### Text ###
He (from my playthrough experience) is one of the later companions. I ran around a lot and got a good portion of the companions and their quest before act one was done. He is also one of the few companions who openly thinks lowly of life in the commonwealth and certain citizens (if not all citizens to an extent). He did not introduce himself to Sanctuary to make friends or roots. So when he gets stuck there under the SoSu's "orders" (not letting him rot in sorrow in some random bunker) he doesn't have any comfort or companionship, in fact, I think he has more tensions and beef tbh.
I imagine the first weeks or even a month or two were rough. I don't think it is stated enough that like Danse went to that bunker intending to follow Brotherhood protocols and kill himself. SoSu may have convinced him not to in the moment but with someone like Danse, so rigid and stuck in an ideology even after it spits in his face, it's not unlikely he has a weird guilt about being alive at first. It doesn't help that I know in my heart that a few of the more petty or insensitive companions or settlers would tease him about it (playful meanness) thinking he was adjusting well (or not caring) to the Sanctuary life and coming to terms with his identity. Sometimes they go too far and it's easy to tell he's gotten back into the headspace, looking at his reflection, trying to remember concrete dates for his memories, etc..
I have this head canon that SoSu recognized this pattern as they had to have immense survivor's guilt (especially after being in Kellogs brain) about surviving the vault. They had the same idea about making things "fair" for the other vault dwellers and Shaun was the only thing between them and those thoughts for a while. For the first weeks it was a lot of SoSu monitoring him and making sure he was adjusting and not falling back into that thinking, y'know the whole "I am a disgrace and abomination against the Brotherhood and humanity. The only thing I can do to no longer sully the honor of either is to kill mys-" Like stopping that with minor distractions.
It would be a lot of small work and building projects and patrols for lost scavengers or to make sure no one is stalking the place. It's nice for him for a while, he's getting social interaction and he's not dead in the eyes of at least one Brotherhood member, especially one of as high rank as the SoSu. But it's also really unhealthy. Danse was trained and raised in a militaristic pseudo-religious faction. As much as there seemed to be casualness towards comrades there was a strict structure and order. He shoves the SoSu into that role and probably gets nick-named as their shadow during this period.
They are his only goal as he has nothing else and it shows bad. The rest of the settlement notices he trails after them and only really does his own thing when it's part of a task he was doing for, with or assigned by the Sole survivor. It's not an obsession with them specifically but he has lost his entire understanding of life and this is the one thing that stayed concrete. He does what he's asked of because following the Sole survivor has at least kept him belonging somewhere and why mess that up?
###
__Problems to work on__.
1 > Answer these from the piece about Danse:
(a) What did Danse intend to do when he went to the bunker?
(b) What kind of faction trained and raised Danse?
(c) What nickname does the piece say Danse probably gets during this period?
2 > Quote the stretch of the piece about Danse from "He (from my" through "and beef tbh.".
The lines after this piece about Danse are separate material.
### Extracted records ###
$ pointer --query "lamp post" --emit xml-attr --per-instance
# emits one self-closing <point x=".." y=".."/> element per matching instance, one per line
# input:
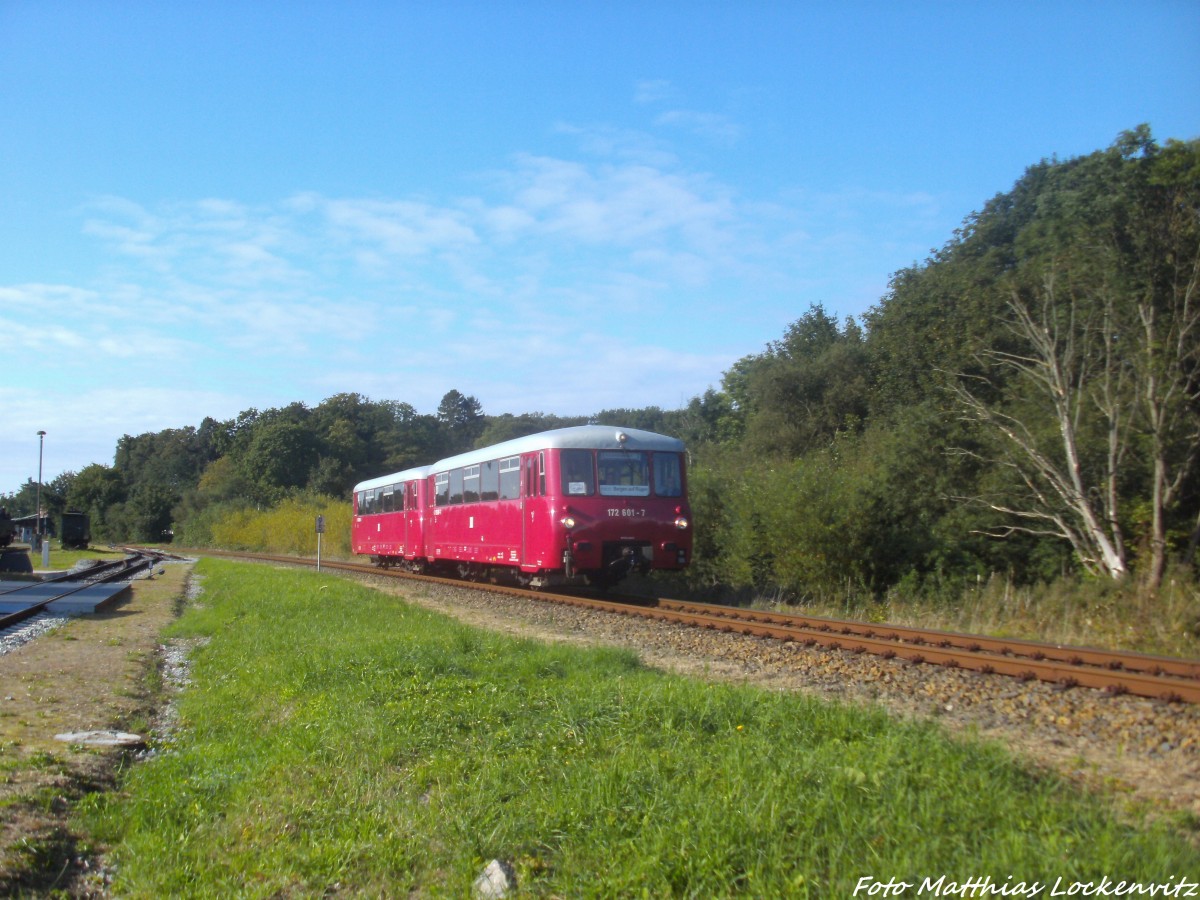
<point x="41" y="443"/>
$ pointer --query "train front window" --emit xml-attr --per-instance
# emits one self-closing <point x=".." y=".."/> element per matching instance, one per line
<point x="667" y="475"/>
<point x="623" y="474"/>
<point x="579" y="480"/>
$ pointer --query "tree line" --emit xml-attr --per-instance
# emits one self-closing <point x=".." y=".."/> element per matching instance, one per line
<point x="1025" y="401"/>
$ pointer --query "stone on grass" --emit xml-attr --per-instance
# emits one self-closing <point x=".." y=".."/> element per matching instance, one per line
<point x="497" y="880"/>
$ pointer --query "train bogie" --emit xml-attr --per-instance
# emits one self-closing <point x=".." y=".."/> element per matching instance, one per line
<point x="588" y="503"/>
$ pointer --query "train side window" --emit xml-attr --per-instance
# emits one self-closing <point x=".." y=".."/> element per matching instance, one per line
<point x="490" y="480"/>
<point x="471" y="484"/>
<point x="579" y="479"/>
<point x="667" y="475"/>
<point x="510" y="478"/>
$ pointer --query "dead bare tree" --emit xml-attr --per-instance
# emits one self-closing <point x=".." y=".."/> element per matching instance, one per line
<point x="1069" y="373"/>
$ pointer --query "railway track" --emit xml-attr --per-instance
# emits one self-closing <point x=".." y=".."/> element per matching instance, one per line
<point x="1113" y="671"/>
<point x="35" y="597"/>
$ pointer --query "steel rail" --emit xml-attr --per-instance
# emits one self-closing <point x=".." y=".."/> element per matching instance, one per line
<point x="81" y="580"/>
<point x="1116" y="672"/>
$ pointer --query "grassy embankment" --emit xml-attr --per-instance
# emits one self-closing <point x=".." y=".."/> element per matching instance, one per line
<point x="336" y="739"/>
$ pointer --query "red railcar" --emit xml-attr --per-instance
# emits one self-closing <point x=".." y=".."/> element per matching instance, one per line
<point x="389" y="519"/>
<point x="586" y="503"/>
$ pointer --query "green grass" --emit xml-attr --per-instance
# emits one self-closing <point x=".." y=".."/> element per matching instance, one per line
<point x="336" y="739"/>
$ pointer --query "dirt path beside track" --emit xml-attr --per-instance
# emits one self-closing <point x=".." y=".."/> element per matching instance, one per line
<point x="95" y="672"/>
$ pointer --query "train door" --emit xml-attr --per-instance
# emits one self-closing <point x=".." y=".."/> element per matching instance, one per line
<point x="533" y="486"/>
<point x="414" y="520"/>
<point x="527" y="483"/>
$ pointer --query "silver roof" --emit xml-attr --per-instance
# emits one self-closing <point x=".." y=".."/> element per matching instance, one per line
<point x="395" y="478"/>
<point x="585" y="437"/>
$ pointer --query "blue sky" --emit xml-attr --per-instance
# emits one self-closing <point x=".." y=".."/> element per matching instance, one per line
<point x="552" y="207"/>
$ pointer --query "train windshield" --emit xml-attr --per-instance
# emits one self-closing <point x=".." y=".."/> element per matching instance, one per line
<point x="623" y="473"/>
<point x="579" y="479"/>
<point x="667" y="475"/>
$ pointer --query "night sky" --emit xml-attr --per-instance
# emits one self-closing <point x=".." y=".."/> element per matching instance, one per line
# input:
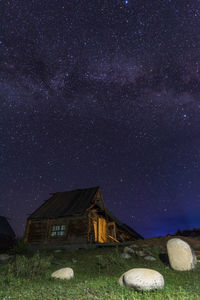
<point x="102" y="93"/>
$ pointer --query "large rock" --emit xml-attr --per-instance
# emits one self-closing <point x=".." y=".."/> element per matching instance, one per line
<point x="142" y="279"/>
<point x="64" y="273"/>
<point x="126" y="255"/>
<point x="181" y="256"/>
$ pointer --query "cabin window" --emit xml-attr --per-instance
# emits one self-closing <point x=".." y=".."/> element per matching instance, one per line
<point x="58" y="230"/>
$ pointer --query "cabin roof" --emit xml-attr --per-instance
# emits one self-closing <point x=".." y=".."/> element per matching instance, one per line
<point x="68" y="203"/>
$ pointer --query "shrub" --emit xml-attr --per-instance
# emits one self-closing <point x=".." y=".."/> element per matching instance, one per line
<point x="30" y="267"/>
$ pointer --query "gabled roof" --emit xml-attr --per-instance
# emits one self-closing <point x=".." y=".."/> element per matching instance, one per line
<point x="5" y="228"/>
<point x="63" y="204"/>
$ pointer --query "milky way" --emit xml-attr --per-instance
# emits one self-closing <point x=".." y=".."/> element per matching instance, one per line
<point x="102" y="93"/>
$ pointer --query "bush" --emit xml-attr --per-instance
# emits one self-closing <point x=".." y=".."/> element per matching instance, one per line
<point x="23" y="266"/>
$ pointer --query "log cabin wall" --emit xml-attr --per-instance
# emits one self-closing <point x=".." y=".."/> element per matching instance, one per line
<point x="37" y="231"/>
<point x="69" y="230"/>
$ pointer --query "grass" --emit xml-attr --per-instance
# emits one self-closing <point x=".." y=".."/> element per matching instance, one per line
<point x="97" y="272"/>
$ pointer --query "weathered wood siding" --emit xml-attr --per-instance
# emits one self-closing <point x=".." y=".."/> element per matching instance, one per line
<point x="37" y="231"/>
<point x="76" y="231"/>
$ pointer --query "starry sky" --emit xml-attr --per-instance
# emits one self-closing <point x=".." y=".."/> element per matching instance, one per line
<point x="102" y="93"/>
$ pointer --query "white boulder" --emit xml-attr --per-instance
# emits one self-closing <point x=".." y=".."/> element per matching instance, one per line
<point x="142" y="279"/>
<point x="181" y="255"/>
<point x="64" y="273"/>
<point x="126" y="255"/>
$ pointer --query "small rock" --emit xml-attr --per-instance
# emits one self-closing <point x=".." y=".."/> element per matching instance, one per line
<point x="149" y="257"/>
<point x="128" y="250"/>
<point x="126" y="255"/>
<point x="4" y="257"/>
<point x="140" y="253"/>
<point x="64" y="273"/>
<point x="181" y="256"/>
<point x="142" y="279"/>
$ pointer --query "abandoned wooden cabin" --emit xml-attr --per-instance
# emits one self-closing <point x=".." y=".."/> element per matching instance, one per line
<point x="7" y="235"/>
<point x="76" y="217"/>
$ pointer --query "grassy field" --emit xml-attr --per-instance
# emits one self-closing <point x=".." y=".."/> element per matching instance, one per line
<point x="97" y="271"/>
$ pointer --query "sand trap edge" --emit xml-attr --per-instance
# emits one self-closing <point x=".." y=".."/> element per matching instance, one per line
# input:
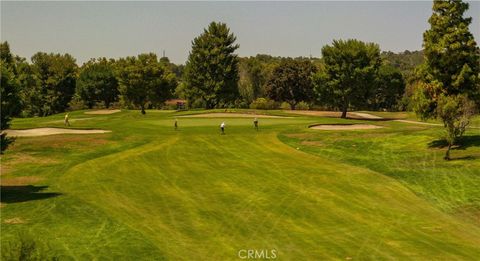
<point x="344" y="127"/>
<point x="51" y="131"/>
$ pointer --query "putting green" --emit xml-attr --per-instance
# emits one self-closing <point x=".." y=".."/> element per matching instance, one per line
<point x="147" y="191"/>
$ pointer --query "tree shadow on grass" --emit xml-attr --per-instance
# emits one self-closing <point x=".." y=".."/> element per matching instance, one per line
<point x="464" y="143"/>
<point x="15" y="194"/>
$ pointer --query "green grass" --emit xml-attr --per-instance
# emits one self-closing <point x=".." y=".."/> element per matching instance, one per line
<point x="146" y="191"/>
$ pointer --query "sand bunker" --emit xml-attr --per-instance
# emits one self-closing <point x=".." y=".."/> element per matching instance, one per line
<point x="50" y="131"/>
<point x="345" y="127"/>
<point x="102" y="112"/>
<point x="230" y="115"/>
<point x="366" y="115"/>
<point x="337" y="114"/>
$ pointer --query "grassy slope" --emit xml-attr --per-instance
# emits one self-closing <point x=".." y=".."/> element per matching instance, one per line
<point x="146" y="191"/>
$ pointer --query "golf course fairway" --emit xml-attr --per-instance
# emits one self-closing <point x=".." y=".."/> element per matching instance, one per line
<point x="145" y="191"/>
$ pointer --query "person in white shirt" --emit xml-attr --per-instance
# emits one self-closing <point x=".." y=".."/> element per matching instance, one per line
<point x="66" y="122"/>
<point x="222" y="127"/>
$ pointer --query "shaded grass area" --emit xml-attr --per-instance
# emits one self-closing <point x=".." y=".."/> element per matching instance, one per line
<point x="146" y="191"/>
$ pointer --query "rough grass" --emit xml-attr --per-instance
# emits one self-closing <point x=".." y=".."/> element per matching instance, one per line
<point x="146" y="191"/>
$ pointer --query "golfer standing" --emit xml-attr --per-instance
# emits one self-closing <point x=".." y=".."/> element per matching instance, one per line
<point x="222" y="127"/>
<point x="66" y="122"/>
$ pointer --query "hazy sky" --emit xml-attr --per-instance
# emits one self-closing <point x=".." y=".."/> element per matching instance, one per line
<point x="117" y="29"/>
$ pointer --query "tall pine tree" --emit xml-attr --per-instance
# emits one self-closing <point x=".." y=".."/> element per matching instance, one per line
<point x="211" y="72"/>
<point x="449" y="87"/>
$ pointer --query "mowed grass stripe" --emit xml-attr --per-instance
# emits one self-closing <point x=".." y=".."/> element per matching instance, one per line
<point x="218" y="194"/>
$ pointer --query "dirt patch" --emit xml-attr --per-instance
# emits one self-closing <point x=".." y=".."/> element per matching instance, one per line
<point x="50" y="131"/>
<point x="17" y="159"/>
<point x="19" y="180"/>
<point x="230" y="115"/>
<point x="102" y="112"/>
<point x="15" y="220"/>
<point x="345" y="127"/>
<point x="312" y="143"/>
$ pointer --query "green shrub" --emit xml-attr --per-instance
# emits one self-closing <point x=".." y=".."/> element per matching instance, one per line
<point x="302" y="106"/>
<point x="285" y="106"/>
<point x="263" y="104"/>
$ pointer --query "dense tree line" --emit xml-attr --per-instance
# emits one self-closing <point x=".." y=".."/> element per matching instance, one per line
<point x="448" y="81"/>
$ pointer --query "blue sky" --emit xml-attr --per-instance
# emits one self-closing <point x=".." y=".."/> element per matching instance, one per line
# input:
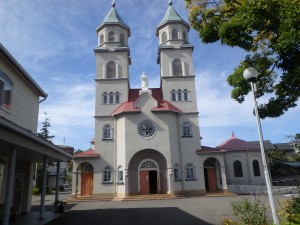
<point x="54" y="41"/>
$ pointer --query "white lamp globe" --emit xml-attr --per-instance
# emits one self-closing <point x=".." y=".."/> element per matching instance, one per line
<point x="250" y="74"/>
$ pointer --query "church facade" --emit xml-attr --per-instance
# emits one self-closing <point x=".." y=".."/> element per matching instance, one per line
<point x="147" y="141"/>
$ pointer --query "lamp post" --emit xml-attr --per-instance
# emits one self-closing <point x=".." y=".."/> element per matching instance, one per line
<point x="250" y="74"/>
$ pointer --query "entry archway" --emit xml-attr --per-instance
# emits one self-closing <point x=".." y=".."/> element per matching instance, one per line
<point x="147" y="173"/>
<point x="87" y="179"/>
<point x="211" y="168"/>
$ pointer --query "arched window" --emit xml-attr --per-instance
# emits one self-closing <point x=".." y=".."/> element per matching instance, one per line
<point x="176" y="172"/>
<point x="256" y="170"/>
<point x="106" y="132"/>
<point x="117" y="97"/>
<point x="174" y="34"/>
<point x="238" y="169"/>
<point x="111" y="70"/>
<point x="185" y="95"/>
<point x="122" y="39"/>
<point x="186" y="129"/>
<point x="173" y="95"/>
<point x="190" y="171"/>
<point x="184" y="35"/>
<point x="163" y="37"/>
<point x="120" y="174"/>
<point x="179" y="95"/>
<point x="105" y="101"/>
<point x="107" y="175"/>
<point x="2" y="165"/>
<point x="177" y="67"/>
<point x="111" y="36"/>
<point x="5" y="91"/>
<point x="101" y="38"/>
<point x="111" y="97"/>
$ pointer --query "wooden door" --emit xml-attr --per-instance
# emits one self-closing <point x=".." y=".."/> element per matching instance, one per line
<point x="212" y="179"/>
<point x="87" y="183"/>
<point x="144" y="182"/>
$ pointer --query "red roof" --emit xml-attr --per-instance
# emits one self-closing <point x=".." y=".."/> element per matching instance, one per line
<point x="87" y="154"/>
<point x="205" y="149"/>
<point x="129" y="107"/>
<point x="234" y="144"/>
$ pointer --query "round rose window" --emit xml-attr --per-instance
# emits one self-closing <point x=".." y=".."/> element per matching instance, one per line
<point x="146" y="129"/>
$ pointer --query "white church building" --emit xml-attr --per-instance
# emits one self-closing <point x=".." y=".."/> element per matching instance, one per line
<point x="147" y="141"/>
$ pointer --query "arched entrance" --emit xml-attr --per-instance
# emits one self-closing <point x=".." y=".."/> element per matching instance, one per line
<point x="148" y="177"/>
<point x="211" y="168"/>
<point x="147" y="173"/>
<point x="87" y="179"/>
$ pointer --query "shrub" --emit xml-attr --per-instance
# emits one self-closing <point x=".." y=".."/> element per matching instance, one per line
<point x="290" y="210"/>
<point x="254" y="213"/>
###
__Replies__.
1 >
(a) He intended to follow Brotherhood protocols and kill himself.
(b) A militaristic pseudo-religious faction.
(c) He is nicknamed as the Sole Survivor's shadow.

2 >
He (from my playthrough experience) is one of the later companions. I ran around a lot and got a good portion of the companions and their quest before act one was done. He is also one of the few companions who openly thinks lowly of life in the commonwealth and certain citizens (if not all citizens to an extent). He did not introduce himself to Sanctuary to make friends or roots. So when he gets stuck there under the SoSu's "orders" (not letting him rot in sorrow in some random bunker) he doesn't have any comfort or companionship, in fact, I think he has more tensions and beef tbh.